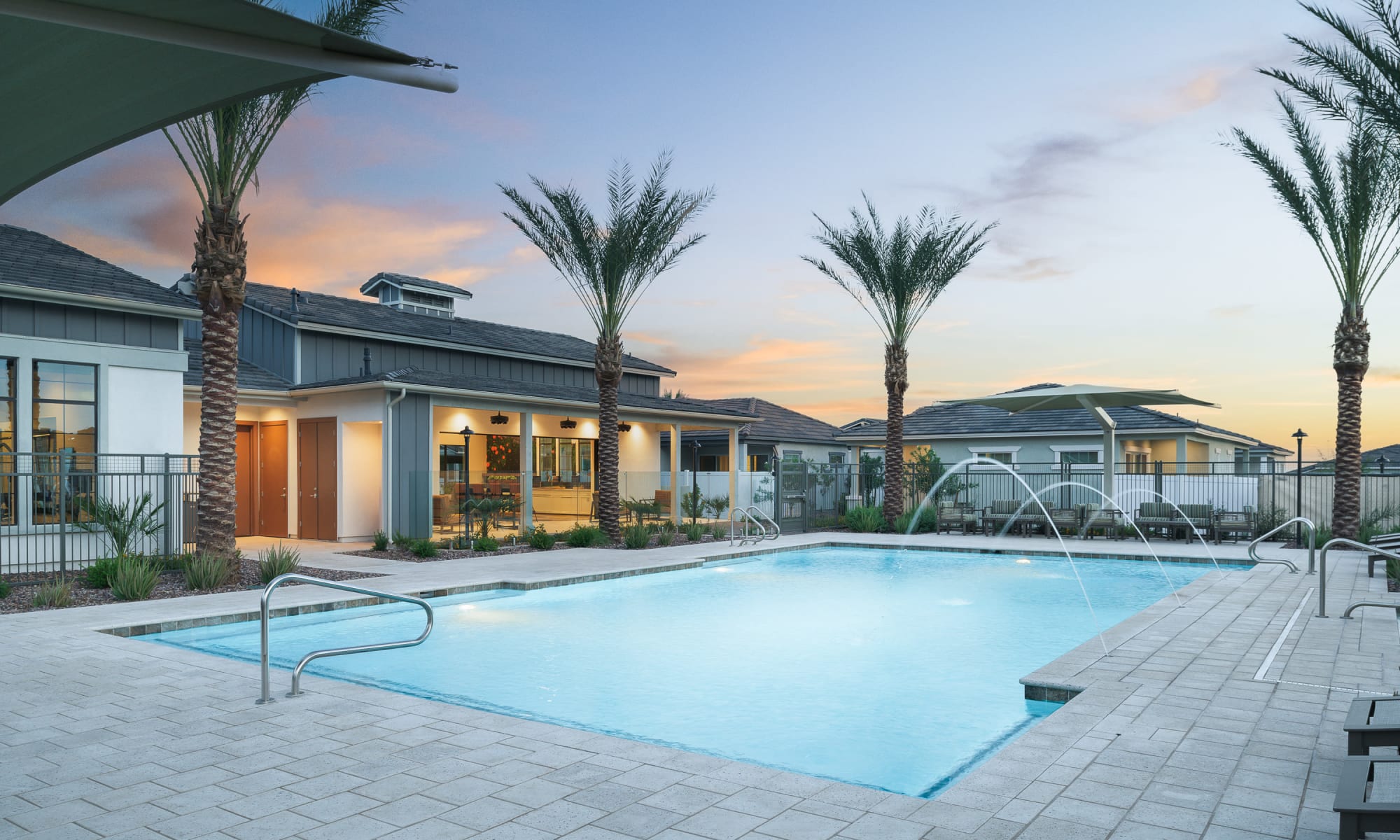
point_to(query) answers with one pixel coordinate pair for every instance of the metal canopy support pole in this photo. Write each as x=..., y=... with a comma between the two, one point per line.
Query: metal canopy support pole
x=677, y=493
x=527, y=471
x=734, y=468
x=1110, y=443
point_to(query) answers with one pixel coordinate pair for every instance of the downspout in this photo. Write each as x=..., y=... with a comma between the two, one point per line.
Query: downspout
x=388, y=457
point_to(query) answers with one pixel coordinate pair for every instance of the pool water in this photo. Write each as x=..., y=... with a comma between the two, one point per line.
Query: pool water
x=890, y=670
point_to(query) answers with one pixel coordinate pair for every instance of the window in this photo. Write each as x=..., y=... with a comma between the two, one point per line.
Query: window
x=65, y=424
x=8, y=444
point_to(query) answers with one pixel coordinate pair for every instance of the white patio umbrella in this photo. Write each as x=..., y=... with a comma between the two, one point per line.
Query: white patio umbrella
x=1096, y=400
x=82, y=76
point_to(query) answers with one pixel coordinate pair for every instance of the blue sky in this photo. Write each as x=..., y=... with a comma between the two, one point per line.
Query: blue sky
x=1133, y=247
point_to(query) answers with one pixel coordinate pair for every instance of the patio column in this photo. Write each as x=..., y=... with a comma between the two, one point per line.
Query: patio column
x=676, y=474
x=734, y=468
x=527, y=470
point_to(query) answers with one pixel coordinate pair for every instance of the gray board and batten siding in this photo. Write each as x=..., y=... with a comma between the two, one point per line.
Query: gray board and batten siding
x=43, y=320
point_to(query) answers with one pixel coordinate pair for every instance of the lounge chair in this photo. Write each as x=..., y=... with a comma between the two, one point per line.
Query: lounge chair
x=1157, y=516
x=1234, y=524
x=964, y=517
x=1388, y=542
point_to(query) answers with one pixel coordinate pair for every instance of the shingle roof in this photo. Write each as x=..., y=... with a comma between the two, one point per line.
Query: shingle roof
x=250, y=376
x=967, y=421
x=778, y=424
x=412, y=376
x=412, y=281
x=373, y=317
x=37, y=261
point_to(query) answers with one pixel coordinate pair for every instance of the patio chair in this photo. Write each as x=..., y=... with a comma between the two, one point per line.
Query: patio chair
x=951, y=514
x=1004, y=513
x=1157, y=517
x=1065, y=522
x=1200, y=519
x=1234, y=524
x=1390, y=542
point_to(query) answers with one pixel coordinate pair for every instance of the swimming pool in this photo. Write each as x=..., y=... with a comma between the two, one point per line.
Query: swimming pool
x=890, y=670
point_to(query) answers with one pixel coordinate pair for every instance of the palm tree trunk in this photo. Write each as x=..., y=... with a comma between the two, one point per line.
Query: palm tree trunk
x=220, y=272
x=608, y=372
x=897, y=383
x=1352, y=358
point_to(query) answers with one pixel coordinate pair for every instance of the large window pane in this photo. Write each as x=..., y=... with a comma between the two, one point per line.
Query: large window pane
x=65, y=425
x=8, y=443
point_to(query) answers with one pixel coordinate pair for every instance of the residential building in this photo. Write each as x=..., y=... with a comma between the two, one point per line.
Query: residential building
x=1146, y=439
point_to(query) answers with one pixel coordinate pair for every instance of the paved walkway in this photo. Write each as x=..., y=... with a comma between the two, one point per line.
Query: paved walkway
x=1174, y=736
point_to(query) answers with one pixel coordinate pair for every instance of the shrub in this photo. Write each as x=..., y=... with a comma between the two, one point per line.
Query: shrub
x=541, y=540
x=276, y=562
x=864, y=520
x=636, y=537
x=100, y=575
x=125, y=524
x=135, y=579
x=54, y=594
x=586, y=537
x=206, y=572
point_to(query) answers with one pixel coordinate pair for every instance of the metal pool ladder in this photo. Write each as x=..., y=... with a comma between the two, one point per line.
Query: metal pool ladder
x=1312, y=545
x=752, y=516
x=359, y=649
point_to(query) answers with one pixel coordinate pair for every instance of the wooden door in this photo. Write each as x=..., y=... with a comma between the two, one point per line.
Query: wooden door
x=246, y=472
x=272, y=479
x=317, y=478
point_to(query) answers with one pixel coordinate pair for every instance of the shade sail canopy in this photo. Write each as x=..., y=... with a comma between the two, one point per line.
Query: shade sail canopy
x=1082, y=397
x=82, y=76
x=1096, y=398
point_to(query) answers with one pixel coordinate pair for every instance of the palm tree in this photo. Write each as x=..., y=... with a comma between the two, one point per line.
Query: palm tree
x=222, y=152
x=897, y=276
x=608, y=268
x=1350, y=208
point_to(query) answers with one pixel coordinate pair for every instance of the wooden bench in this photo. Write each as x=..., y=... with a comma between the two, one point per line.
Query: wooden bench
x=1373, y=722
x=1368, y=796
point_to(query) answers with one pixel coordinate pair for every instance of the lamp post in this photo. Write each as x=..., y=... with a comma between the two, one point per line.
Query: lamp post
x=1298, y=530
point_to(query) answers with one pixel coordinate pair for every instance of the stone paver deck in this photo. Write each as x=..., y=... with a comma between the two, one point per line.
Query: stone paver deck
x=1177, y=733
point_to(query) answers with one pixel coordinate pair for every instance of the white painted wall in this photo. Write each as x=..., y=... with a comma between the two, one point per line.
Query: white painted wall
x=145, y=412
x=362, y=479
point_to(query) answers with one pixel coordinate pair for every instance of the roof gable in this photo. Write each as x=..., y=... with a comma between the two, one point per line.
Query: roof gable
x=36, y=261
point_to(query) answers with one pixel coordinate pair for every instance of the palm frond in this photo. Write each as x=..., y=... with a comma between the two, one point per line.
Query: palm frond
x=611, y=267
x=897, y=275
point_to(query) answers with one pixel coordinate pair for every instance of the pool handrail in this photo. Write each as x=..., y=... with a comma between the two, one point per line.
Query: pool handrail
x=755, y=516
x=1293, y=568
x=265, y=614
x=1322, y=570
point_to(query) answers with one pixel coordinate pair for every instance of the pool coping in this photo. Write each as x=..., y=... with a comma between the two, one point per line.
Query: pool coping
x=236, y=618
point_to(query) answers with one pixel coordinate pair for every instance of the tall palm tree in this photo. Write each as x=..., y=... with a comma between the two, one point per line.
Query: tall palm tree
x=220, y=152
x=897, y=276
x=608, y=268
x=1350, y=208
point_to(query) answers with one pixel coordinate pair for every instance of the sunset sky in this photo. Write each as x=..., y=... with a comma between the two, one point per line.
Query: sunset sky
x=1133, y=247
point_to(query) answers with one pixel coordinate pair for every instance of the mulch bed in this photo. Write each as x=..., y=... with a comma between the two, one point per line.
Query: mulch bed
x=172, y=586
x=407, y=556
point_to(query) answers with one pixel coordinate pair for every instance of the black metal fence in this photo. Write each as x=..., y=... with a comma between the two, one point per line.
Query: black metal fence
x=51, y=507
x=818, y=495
---
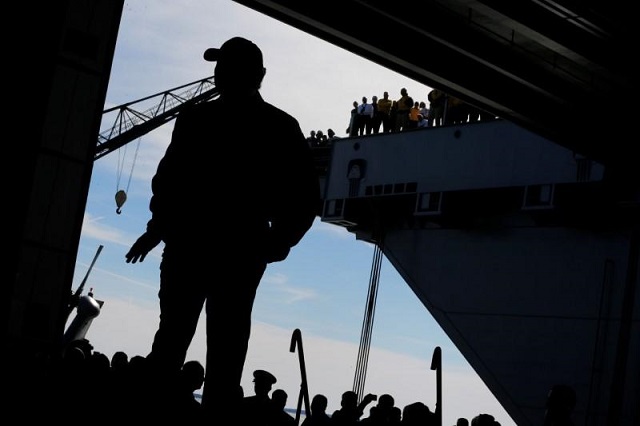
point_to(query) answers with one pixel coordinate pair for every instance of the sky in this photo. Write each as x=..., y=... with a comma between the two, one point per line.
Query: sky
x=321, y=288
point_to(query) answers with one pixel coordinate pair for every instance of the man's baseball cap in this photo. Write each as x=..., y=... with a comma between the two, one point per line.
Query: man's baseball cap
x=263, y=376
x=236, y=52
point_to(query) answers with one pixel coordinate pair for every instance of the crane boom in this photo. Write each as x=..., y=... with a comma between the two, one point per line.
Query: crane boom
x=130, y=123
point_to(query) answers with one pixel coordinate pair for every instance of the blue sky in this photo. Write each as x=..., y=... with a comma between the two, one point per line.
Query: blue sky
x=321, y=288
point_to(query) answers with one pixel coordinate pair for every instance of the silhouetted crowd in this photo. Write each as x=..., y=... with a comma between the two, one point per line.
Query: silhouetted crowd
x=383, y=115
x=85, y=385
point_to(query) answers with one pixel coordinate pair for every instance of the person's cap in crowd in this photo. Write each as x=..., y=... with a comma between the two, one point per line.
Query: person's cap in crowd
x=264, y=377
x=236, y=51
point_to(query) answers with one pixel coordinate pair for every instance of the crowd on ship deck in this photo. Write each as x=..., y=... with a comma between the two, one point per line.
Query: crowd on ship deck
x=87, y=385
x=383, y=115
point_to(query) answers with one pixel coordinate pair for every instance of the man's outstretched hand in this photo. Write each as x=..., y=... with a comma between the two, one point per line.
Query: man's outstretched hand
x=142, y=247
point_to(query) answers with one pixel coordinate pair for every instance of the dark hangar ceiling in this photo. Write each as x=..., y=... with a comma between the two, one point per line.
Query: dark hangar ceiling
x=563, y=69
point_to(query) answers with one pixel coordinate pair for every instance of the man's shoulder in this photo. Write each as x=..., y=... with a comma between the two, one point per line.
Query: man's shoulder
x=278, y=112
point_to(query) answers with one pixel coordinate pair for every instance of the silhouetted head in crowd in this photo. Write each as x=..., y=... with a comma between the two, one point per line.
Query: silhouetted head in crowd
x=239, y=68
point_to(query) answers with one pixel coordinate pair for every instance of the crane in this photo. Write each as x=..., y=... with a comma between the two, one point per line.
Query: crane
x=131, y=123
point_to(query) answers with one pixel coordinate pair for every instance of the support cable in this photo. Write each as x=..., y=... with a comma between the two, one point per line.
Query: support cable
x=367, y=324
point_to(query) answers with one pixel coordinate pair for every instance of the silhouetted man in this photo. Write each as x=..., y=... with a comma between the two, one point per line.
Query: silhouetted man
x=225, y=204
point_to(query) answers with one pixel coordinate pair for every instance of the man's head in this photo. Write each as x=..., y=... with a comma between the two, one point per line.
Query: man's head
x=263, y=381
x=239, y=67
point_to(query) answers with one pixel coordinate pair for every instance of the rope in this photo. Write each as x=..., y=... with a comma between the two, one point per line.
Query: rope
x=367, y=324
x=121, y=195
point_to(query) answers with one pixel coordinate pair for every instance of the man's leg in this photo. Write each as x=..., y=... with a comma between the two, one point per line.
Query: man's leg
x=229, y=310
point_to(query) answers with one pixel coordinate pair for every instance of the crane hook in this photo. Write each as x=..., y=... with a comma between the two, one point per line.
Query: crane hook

◆ Exercise
Copy out the data from the line with "the silhouetted man" to the line with "Query: crane hook", both of those lines included, without changing anything.

◆ Answer to this problem
point_to(query) answers with one pixel coordinate pair for every instance of the silhouetted man in this photo. Write each as x=..., y=... with a comma between the two, one point per line.
Query: silhouetted man
x=225, y=204
point_to(query) answers with one pixel coordinate pair for every instance of the man's head in this photo. Write each as x=..., y=... with a comma between the two, one point per line.
Query: man's head
x=263, y=381
x=239, y=67
point_to(query) answers with one pixel coordinate pair for every instance of the rope in this photo. Write each as x=..., y=... with a comma between the two, one point per line.
Query: rope
x=367, y=324
x=121, y=195
point_to(query) answers with one pixel coordinate pair for every instance of the man's leg in this photo. Write each as x=..., y=... with a comma between the two, one point per line.
Query: man's leg
x=229, y=310
point_to(query) answers with one pixel coordinate pair for every instance of the crane hook in this photo. Write each as x=..., y=... with a comma between the two, one point per line.
Query: crane hook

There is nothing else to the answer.